======== PROVIDED RECORDS ========

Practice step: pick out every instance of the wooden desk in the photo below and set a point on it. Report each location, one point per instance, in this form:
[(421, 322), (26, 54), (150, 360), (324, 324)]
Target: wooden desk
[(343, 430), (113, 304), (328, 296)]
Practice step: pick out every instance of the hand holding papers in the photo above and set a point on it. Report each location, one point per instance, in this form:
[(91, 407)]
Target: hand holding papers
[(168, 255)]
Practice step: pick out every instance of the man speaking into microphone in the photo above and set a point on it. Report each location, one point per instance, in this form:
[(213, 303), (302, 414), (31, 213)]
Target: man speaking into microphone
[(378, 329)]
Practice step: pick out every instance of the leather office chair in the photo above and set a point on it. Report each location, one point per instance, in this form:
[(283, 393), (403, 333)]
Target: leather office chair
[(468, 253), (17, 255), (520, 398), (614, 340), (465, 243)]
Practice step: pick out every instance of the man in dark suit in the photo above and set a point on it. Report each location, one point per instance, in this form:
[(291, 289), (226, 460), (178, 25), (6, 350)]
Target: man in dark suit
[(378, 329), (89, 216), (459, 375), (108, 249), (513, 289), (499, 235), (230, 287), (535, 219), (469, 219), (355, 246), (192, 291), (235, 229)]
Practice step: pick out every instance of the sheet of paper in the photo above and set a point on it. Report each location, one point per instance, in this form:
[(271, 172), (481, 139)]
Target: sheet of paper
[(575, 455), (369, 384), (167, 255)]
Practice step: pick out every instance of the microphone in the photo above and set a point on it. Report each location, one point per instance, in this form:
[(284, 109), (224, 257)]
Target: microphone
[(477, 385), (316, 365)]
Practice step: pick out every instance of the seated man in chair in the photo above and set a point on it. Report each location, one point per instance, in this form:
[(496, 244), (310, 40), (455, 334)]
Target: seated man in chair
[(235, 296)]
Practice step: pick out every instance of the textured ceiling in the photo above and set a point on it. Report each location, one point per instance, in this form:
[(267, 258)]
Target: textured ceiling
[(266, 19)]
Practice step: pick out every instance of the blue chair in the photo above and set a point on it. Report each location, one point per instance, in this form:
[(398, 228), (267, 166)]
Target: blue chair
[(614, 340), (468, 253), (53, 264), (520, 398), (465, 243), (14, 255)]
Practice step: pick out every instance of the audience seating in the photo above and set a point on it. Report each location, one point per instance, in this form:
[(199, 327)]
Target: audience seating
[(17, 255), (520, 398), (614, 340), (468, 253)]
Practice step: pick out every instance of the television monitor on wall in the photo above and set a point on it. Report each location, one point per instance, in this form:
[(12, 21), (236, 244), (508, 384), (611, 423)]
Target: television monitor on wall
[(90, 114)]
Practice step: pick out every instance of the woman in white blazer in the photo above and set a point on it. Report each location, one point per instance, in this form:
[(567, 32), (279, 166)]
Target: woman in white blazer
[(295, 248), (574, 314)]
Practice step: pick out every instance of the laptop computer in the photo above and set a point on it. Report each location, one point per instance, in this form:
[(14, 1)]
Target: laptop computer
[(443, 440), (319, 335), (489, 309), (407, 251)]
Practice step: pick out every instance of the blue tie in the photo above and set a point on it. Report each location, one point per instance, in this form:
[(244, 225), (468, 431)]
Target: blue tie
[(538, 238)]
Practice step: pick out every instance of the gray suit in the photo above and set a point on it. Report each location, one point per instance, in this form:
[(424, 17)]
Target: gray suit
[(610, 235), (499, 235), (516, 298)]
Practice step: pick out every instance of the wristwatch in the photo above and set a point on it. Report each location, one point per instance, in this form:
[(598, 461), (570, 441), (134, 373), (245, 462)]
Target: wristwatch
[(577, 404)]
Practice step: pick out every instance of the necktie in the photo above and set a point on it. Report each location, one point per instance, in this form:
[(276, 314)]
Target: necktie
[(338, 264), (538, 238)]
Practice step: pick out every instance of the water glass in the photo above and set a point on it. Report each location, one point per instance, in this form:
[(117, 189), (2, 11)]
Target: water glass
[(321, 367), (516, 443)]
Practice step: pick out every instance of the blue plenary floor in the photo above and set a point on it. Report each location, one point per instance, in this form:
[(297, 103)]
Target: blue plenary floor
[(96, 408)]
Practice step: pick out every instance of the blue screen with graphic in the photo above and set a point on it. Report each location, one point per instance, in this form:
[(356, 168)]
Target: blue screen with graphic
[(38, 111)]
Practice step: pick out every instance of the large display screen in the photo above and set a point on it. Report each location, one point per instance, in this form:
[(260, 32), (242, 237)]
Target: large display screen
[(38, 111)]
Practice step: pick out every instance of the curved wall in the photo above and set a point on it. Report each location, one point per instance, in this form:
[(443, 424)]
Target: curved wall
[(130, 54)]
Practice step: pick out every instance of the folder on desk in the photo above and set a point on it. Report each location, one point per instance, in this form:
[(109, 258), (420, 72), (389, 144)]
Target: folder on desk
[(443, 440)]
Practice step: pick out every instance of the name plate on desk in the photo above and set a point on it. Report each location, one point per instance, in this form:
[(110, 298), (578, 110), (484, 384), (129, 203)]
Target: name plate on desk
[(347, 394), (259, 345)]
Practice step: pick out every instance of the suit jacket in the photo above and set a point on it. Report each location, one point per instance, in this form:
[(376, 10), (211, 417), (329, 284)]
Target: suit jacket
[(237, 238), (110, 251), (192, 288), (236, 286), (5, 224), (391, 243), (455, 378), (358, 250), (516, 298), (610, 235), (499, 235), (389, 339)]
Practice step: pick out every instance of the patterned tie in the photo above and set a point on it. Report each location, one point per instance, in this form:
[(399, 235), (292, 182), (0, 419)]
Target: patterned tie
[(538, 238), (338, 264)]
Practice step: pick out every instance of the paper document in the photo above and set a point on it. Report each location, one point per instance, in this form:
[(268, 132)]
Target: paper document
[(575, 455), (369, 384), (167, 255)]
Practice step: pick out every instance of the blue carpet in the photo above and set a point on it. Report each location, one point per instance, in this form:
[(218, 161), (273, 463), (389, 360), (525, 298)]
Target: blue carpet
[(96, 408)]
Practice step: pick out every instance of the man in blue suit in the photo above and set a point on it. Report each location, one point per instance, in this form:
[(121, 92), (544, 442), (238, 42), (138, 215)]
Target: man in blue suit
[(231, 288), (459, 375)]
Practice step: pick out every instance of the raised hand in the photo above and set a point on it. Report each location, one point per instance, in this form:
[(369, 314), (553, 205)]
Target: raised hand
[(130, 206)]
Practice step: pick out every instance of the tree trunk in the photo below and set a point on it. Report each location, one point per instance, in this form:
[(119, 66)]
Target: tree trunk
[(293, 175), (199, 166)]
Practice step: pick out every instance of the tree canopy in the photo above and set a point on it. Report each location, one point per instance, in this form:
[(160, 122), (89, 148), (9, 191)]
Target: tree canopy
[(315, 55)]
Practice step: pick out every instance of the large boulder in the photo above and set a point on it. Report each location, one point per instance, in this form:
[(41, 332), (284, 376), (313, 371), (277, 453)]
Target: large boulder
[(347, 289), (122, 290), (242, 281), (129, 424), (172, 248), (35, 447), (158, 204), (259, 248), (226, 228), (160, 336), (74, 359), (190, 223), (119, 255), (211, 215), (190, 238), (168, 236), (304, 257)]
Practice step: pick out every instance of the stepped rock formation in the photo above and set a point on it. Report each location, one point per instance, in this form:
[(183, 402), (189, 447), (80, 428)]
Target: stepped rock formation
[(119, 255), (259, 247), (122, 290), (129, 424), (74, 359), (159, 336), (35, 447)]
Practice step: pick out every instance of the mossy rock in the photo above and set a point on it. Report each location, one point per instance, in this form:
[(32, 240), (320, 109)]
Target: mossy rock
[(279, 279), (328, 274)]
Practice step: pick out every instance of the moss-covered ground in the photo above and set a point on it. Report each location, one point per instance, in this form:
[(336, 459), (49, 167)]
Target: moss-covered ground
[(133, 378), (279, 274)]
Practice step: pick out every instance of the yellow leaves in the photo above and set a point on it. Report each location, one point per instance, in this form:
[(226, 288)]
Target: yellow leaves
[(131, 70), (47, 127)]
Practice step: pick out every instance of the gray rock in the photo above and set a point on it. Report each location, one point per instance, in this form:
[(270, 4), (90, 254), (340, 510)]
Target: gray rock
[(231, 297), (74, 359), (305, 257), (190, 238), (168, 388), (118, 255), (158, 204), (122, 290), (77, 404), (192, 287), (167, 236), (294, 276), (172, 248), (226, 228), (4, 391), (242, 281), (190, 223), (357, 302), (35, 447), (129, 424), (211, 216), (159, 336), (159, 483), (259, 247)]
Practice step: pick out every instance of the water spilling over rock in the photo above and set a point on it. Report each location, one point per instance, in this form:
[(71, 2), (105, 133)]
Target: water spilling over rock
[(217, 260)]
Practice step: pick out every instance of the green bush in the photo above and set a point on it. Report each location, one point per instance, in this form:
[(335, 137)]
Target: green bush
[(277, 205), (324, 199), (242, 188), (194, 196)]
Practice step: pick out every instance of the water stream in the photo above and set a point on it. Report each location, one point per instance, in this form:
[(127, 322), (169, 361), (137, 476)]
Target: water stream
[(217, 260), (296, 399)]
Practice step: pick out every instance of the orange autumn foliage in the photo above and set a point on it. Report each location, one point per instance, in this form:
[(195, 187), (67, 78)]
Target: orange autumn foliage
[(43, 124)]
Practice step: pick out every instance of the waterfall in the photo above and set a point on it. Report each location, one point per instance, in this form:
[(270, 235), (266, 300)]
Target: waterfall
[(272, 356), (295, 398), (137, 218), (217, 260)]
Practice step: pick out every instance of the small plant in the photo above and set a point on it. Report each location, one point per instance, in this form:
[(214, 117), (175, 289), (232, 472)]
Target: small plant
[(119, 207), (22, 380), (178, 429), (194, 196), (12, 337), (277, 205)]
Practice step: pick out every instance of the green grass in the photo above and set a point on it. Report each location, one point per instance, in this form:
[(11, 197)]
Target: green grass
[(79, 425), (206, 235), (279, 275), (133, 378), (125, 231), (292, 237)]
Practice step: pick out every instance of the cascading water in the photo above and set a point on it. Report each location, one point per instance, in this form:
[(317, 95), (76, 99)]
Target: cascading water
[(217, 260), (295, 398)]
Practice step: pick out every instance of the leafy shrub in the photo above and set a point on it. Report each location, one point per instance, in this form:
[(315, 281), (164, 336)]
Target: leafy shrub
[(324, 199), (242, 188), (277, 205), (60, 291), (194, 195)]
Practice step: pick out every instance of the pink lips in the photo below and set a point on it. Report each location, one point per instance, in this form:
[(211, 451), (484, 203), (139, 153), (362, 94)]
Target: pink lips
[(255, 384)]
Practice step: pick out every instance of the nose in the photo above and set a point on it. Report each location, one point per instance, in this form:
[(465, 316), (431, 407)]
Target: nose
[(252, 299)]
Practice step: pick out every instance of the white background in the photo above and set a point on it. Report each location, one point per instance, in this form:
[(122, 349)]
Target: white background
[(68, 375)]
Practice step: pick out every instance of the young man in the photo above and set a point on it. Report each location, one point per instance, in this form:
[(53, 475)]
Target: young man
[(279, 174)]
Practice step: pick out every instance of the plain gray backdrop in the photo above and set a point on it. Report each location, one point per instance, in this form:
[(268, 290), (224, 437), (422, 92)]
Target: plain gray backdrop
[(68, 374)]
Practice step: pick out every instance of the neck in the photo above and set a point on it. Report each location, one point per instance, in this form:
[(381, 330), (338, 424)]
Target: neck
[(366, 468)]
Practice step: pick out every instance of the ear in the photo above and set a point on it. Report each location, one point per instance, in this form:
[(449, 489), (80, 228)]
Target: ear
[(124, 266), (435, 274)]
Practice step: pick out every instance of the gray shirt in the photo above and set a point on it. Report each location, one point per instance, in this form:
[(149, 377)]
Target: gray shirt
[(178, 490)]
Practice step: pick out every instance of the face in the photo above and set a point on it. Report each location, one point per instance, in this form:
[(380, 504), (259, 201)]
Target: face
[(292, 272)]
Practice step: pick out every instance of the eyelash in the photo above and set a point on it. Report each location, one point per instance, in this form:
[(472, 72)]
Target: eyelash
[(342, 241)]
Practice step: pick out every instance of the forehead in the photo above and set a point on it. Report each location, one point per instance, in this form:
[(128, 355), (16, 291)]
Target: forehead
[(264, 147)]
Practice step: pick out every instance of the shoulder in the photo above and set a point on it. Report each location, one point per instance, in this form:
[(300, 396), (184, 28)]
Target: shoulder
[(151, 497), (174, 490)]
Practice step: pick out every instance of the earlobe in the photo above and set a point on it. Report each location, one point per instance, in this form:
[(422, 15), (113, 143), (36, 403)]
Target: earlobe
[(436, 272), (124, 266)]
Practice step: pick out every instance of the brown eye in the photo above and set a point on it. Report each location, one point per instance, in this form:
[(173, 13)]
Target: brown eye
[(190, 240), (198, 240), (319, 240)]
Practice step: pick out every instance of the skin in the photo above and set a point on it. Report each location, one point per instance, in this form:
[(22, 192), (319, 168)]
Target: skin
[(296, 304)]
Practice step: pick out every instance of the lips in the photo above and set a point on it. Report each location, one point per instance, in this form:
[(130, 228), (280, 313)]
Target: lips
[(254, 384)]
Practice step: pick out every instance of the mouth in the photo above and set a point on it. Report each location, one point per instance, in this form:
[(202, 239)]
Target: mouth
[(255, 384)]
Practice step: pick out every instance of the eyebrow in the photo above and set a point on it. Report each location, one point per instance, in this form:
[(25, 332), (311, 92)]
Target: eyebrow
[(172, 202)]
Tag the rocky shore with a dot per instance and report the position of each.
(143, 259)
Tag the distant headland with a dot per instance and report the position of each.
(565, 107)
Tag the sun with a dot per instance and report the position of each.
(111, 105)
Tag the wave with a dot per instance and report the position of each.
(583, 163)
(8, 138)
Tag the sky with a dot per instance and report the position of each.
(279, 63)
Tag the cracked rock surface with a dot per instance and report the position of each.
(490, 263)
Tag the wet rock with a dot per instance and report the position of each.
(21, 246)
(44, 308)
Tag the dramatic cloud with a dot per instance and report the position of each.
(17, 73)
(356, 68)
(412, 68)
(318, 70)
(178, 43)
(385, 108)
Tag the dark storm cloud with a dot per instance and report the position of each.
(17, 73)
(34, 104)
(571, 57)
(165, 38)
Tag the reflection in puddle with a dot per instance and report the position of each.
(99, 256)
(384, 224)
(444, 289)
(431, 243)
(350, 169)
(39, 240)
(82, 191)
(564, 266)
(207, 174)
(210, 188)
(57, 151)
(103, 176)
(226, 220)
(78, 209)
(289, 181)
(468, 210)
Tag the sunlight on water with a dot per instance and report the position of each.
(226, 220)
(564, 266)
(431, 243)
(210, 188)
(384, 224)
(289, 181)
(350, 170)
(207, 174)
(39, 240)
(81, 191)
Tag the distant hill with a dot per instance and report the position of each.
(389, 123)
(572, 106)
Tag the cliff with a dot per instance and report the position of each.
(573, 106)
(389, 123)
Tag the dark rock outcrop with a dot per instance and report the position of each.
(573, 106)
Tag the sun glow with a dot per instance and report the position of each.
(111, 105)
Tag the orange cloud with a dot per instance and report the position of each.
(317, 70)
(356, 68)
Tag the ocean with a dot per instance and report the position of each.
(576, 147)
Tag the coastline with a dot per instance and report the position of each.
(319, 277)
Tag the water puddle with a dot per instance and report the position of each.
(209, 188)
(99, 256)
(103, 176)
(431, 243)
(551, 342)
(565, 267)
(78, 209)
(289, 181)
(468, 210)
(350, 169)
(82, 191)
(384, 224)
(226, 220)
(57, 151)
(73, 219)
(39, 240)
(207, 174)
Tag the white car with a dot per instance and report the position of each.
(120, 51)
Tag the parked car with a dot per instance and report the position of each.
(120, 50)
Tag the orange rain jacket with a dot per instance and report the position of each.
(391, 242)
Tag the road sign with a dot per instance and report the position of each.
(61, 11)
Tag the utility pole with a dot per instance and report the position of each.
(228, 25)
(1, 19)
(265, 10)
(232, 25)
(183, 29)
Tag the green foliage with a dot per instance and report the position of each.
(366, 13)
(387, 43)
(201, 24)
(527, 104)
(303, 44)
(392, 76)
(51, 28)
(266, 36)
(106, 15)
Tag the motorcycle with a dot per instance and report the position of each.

========

**PROBLEM DESCRIPTION**
Please rewrite the data from the line containing "Practice step: pick out every instance of the forehead" through the line containing "[(264, 147)]", both included, as a Markdown table with the columns Row and Data line, giving each non-blank line its own numbered row.

**COMPLETE ANSWER**
| Row | Data line |
|---|---|
| 1 | Practice step: pick out every instance of the forehead in the photo above and set a point on it. Report each location, one point per instance, in this form: |
| 2 | [(128, 355), (16, 291)] |
| 3 | Target: forehead |
| 4 | [(264, 147)] |